WORK ITEM>
Look below for the line with "Where can the white baseboard", and from there restate every line word for word until the entries end.

AVAILABLE DATA>
______________________________
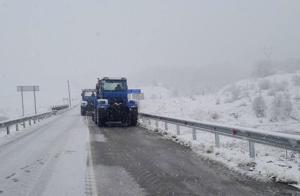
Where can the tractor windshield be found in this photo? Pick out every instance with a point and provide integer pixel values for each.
(116, 85)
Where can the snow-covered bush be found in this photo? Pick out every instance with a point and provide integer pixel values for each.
(259, 106)
(214, 116)
(263, 69)
(234, 93)
(218, 101)
(296, 80)
(264, 84)
(281, 107)
(278, 87)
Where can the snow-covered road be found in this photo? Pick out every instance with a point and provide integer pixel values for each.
(49, 159)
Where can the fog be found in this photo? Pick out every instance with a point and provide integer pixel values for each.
(49, 42)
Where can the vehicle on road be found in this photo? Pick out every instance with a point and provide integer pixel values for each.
(87, 101)
(112, 103)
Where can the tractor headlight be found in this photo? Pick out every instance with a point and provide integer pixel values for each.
(84, 103)
(132, 104)
(102, 101)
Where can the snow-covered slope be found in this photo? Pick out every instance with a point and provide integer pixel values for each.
(271, 103)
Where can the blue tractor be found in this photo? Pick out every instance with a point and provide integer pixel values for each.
(87, 101)
(112, 104)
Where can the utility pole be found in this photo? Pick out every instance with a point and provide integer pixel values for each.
(69, 92)
(23, 89)
(22, 96)
(34, 97)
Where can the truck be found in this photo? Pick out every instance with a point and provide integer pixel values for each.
(87, 101)
(112, 103)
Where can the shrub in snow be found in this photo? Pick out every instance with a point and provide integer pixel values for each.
(263, 69)
(218, 101)
(214, 116)
(259, 106)
(278, 87)
(234, 93)
(264, 84)
(296, 80)
(281, 107)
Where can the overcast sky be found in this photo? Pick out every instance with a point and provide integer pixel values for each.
(47, 42)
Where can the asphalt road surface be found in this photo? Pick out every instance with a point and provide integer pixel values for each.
(134, 161)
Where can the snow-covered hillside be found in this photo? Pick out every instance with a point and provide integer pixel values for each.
(271, 103)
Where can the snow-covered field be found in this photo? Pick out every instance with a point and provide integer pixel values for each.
(234, 105)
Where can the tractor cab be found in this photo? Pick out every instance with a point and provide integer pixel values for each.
(112, 104)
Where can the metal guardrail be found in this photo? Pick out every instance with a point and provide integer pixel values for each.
(284, 141)
(22, 120)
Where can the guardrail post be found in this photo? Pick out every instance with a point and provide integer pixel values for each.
(194, 134)
(251, 149)
(217, 140)
(178, 129)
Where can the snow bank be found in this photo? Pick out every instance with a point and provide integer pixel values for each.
(233, 105)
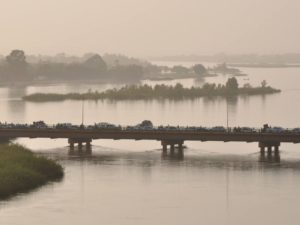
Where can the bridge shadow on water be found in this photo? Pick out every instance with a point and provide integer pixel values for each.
(191, 158)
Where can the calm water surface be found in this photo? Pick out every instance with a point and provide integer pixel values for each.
(128, 182)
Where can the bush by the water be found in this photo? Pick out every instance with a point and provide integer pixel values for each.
(159, 92)
(21, 170)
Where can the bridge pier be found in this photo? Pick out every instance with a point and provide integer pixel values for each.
(269, 146)
(178, 144)
(79, 142)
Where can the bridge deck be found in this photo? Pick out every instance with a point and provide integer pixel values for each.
(150, 135)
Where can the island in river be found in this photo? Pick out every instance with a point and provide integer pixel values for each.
(140, 92)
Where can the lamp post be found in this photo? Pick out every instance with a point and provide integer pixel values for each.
(82, 114)
(227, 115)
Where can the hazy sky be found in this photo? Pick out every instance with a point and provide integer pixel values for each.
(150, 27)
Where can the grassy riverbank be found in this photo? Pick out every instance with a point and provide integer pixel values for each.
(136, 92)
(21, 170)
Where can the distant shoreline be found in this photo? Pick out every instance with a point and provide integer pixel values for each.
(146, 92)
(263, 65)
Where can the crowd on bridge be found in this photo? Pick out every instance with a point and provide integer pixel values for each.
(147, 125)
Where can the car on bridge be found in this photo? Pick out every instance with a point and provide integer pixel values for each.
(218, 129)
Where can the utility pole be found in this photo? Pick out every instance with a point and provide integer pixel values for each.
(82, 113)
(227, 115)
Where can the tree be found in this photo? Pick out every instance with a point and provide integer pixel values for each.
(16, 68)
(247, 85)
(232, 84)
(16, 58)
(199, 69)
(96, 63)
(180, 69)
(264, 84)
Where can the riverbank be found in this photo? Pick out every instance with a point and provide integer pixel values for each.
(21, 170)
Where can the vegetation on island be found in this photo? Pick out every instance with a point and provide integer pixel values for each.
(17, 67)
(21, 170)
(135, 92)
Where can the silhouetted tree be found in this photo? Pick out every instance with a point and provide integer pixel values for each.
(180, 69)
(232, 84)
(264, 84)
(96, 63)
(16, 58)
(199, 69)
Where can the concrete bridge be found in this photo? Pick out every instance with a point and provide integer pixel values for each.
(172, 139)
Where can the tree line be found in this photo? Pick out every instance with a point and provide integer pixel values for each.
(135, 92)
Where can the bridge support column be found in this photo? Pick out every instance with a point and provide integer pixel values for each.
(173, 145)
(79, 142)
(269, 146)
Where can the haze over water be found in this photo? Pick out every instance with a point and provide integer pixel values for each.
(129, 182)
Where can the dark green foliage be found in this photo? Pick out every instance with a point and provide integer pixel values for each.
(21, 170)
(157, 92)
(232, 84)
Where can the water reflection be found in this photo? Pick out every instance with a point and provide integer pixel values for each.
(186, 158)
(269, 157)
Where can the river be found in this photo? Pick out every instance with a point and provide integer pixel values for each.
(129, 182)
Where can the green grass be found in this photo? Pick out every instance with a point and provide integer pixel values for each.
(21, 170)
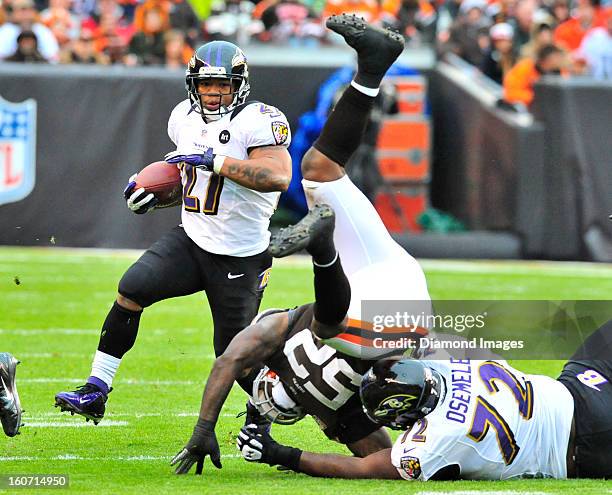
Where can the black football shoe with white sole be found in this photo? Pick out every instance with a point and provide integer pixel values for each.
(10, 407)
(312, 232)
(376, 48)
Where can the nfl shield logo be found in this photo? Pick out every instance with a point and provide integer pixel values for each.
(17, 150)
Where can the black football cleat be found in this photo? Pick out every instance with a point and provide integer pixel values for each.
(253, 417)
(10, 407)
(376, 48)
(87, 400)
(316, 228)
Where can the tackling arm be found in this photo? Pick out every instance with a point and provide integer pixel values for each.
(267, 169)
(247, 349)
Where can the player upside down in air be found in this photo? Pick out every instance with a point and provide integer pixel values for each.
(309, 376)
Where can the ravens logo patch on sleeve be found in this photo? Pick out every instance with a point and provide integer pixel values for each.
(412, 466)
(280, 131)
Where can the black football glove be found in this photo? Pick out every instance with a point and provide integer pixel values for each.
(257, 445)
(203, 442)
(204, 161)
(139, 201)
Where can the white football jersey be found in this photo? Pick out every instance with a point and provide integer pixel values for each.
(218, 214)
(494, 422)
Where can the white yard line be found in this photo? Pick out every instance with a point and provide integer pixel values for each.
(582, 269)
(49, 331)
(66, 255)
(73, 424)
(72, 457)
(482, 492)
(119, 382)
(54, 414)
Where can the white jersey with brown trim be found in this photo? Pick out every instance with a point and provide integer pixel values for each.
(220, 215)
(494, 422)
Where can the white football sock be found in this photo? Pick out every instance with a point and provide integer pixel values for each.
(365, 90)
(105, 367)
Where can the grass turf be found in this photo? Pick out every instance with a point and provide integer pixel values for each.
(53, 301)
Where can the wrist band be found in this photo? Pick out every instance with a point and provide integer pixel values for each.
(288, 457)
(218, 163)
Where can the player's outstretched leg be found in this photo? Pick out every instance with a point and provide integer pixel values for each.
(376, 49)
(314, 233)
(117, 338)
(10, 407)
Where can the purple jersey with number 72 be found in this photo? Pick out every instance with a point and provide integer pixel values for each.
(494, 422)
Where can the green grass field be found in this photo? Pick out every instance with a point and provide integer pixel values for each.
(53, 301)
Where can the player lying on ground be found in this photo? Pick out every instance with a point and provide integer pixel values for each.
(234, 164)
(10, 407)
(377, 267)
(478, 420)
(303, 375)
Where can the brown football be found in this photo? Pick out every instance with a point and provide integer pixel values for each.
(163, 180)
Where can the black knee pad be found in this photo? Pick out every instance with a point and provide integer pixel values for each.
(138, 285)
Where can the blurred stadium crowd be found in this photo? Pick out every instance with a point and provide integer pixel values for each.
(513, 42)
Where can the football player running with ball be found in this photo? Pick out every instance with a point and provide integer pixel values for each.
(310, 377)
(234, 164)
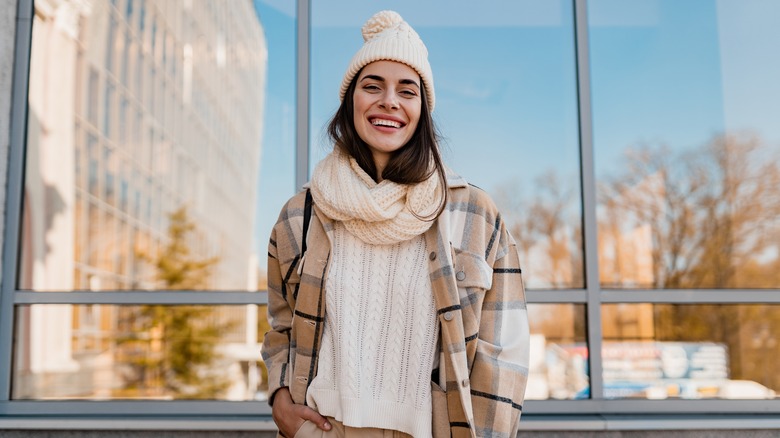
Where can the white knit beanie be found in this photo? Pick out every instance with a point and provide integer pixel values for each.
(388, 37)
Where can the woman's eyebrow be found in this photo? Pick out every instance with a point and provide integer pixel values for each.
(381, 79)
(374, 77)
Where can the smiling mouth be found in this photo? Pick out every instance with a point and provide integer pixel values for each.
(385, 122)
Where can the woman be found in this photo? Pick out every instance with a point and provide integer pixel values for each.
(400, 281)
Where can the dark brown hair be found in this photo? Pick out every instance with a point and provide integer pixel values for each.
(410, 164)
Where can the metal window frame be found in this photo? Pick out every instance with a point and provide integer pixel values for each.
(592, 295)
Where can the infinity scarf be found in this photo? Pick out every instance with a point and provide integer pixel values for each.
(376, 213)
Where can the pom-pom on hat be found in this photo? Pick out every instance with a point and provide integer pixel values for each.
(388, 37)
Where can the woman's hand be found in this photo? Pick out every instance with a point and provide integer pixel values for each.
(289, 417)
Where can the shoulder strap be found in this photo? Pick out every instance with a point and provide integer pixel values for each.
(306, 220)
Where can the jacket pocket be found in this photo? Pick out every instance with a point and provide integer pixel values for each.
(471, 270)
(441, 418)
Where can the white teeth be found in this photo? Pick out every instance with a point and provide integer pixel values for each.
(383, 122)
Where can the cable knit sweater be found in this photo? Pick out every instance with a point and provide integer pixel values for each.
(380, 335)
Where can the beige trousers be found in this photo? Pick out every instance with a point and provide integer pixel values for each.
(338, 430)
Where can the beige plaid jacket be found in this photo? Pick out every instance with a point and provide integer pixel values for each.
(478, 290)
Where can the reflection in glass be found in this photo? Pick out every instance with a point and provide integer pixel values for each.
(660, 351)
(506, 104)
(99, 352)
(559, 354)
(171, 120)
(687, 147)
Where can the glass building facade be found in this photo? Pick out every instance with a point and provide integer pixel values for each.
(632, 146)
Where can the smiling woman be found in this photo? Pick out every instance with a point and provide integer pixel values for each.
(387, 108)
(403, 257)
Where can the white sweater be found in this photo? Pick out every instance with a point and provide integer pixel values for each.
(379, 341)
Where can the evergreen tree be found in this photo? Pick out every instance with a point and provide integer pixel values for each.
(171, 350)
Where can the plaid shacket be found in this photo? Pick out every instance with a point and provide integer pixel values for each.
(478, 290)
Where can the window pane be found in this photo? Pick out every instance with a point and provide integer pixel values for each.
(180, 104)
(100, 352)
(506, 105)
(685, 105)
(691, 351)
(559, 354)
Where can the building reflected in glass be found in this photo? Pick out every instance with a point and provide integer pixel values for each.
(143, 151)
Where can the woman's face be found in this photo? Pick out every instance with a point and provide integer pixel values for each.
(387, 104)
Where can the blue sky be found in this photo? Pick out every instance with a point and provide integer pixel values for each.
(662, 71)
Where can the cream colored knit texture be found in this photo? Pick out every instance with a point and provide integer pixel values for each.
(379, 339)
(377, 213)
(388, 37)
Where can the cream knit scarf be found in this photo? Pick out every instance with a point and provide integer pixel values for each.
(376, 213)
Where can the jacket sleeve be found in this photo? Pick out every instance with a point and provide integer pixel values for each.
(500, 370)
(276, 344)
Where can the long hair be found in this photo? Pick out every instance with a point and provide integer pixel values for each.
(414, 162)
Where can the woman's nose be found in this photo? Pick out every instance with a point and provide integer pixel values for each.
(389, 100)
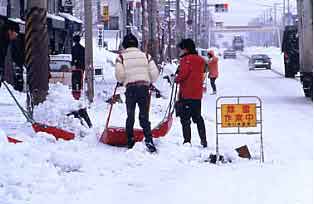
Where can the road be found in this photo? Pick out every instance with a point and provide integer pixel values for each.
(83, 171)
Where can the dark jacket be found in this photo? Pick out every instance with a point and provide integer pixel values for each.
(17, 52)
(190, 76)
(78, 56)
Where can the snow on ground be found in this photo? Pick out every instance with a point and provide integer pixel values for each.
(43, 170)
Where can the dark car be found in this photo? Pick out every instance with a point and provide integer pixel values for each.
(259, 61)
(290, 48)
(230, 53)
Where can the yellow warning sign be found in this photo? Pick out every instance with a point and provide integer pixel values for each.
(238, 115)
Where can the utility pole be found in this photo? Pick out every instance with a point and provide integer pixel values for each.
(195, 22)
(144, 25)
(169, 31)
(284, 14)
(89, 50)
(178, 26)
(152, 27)
(36, 60)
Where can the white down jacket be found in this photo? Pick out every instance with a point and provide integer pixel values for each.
(134, 65)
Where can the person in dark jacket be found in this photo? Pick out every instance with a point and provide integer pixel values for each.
(11, 53)
(78, 54)
(190, 79)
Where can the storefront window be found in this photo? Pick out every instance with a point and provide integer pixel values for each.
(114, 22)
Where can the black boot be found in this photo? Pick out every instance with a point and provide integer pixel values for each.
(186, 134)
(150, 146)
(202, 132)
(131, 143)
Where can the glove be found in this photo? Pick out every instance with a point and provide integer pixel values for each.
(119, 84)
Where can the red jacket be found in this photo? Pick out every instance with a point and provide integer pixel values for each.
(213, 66)
(190, 76)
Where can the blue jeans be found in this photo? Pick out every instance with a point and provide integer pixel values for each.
(138, 94)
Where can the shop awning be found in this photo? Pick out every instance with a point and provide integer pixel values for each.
(71, 18)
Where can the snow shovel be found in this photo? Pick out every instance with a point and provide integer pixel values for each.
(39, 127)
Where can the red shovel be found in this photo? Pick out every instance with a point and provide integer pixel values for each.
(38, 127)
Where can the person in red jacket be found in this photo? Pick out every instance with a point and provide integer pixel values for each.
(190, 79)
(213, 70)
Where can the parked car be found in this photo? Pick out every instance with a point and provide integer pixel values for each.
(60, 69)
(230, 53)
(259, 61)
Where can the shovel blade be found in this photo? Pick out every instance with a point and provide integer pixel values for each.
(56, 132)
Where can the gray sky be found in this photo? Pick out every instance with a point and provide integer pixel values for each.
(242, 11)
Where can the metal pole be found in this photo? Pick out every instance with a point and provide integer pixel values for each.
(284, 14)
(178, 25)
(152, 27)
(169, 31)
(144, 25)
(36, 58)
(195, 22)
(89, 50)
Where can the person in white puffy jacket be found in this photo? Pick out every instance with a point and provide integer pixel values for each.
(136, 70)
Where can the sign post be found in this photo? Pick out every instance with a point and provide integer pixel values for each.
(236, 115)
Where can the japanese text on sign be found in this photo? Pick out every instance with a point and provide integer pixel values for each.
(238, 115)
(106, 13)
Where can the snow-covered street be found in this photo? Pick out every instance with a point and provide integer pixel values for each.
(43, 170)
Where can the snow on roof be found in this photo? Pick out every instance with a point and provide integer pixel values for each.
(52, 16)
(70, 17)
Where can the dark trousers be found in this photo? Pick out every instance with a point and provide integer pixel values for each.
(138, 94)
(192, 109)
(212, 83)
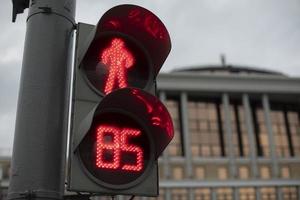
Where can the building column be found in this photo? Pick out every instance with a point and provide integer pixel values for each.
(168, 195)
(236, 193)
(257, 193)
(191, 194)
(229, 137)
(279, 193)
(213, 193)
(165, 157)
(251, 135)
(267, 111)
(186, 136)
(120, 198)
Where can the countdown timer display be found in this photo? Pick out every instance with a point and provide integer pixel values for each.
(116, 150)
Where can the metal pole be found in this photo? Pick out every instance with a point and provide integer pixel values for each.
(38, 162)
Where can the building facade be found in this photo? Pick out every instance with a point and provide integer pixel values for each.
(237, 135)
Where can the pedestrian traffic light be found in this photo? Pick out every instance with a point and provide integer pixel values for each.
(118, 127)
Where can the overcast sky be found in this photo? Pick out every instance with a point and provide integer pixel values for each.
(259, 33)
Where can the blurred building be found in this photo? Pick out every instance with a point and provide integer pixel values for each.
(237, 135)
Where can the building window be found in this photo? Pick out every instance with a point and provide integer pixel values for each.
(268, 193)
(244, 172)
(222, 173)
(224, 194)
(177, 172)
(175, 147)
(280, 133)
(261, 134)
(294, 127)
(240, 141)
(204, 129)
(179, 194)
(161, 171)
(265, 172)
(247, 193)
(199, 172)
(289, 193)
(285, 172)
(202, 194)
(161, 194)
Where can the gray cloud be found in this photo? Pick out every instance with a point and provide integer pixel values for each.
(250, 32)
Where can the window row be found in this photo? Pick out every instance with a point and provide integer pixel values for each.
(207, 128)
(221, 172)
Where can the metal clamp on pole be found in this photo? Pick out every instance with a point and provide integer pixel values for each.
(18, 7)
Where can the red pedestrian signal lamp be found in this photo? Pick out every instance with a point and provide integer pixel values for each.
(119, 128)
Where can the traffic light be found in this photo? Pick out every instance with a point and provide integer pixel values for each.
(118, 127)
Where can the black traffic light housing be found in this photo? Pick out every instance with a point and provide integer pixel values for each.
(118, 128)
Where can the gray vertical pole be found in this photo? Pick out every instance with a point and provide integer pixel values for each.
(168, 194)
(236, 195)
(229, 137)
(186, 136)
(279, 193)
(257, 193)
(250, 131)
(213, 193)
(165, 157)
(39, 151)
(266, 107)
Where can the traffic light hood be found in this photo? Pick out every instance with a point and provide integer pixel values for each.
(146, 109)
(141, 25)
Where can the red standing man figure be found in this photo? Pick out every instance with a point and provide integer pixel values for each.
(118, 59)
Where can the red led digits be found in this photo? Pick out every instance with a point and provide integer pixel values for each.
(117, 145)
(132, 148)
(117, 58)
(112, 146)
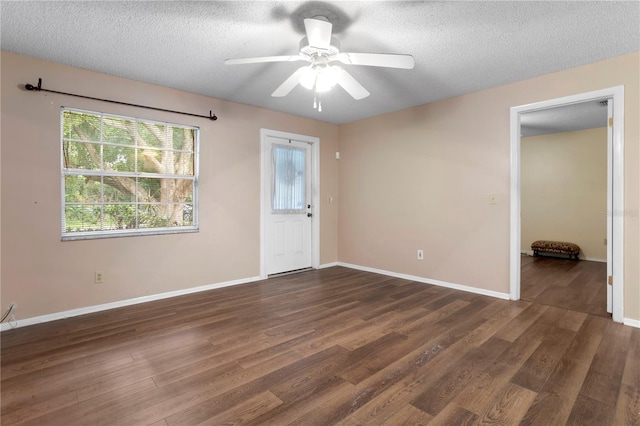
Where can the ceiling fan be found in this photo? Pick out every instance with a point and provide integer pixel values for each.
(320, 49)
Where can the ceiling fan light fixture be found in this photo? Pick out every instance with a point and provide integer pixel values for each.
(320, 78)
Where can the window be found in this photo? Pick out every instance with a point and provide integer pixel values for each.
(126, 176)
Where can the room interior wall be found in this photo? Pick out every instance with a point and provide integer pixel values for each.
(427, 177)
(44, 275)
(564, 190)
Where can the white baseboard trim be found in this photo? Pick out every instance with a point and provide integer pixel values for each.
(631, 322)
(461, 287)
(106, 306)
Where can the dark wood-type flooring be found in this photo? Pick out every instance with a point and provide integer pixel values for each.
(326, 347)
(579, 285)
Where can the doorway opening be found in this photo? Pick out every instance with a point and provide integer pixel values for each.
(615, 157)
(289, 200)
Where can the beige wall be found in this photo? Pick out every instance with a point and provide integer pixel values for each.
(414, 179)
(44, 275)
(421, 178)
(564, 190)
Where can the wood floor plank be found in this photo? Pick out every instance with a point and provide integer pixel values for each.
(558, 395)
(409, 415)
(605, 373)
(331, 346)
(510, 406)
(628, 404)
______________________________
OUTPUT>
Where can the white baseboard trim be found in this photo? Pick out every instance with a point and provide integer pixel values for each.
(631, 322)
(461, 287)
(106, 306)
Where can the dark wood-type flooring be found in this photo? Pick out every instance with a point and provide integer pixel values for each.
(326, 347)
(579, 285)
Where can the doorway opening be found in this photo? Pick out every instance with a point and provide integer pixel values for each.
(615, 157)
(289, 200)
Where can the beige wall be found in this photo? Pick out every instance with a point and provide integer pixel values for each.
(414, 179)
(44, 275)
(421, 178)
(564, 190)
Where can the wood floor plank be found in this photo? Pick out every instance with a point and provide integer pixel values for each.
(558, 395)
(409, 415)
(605, 373)
(331, 346)
(510, 406)
(628, 404)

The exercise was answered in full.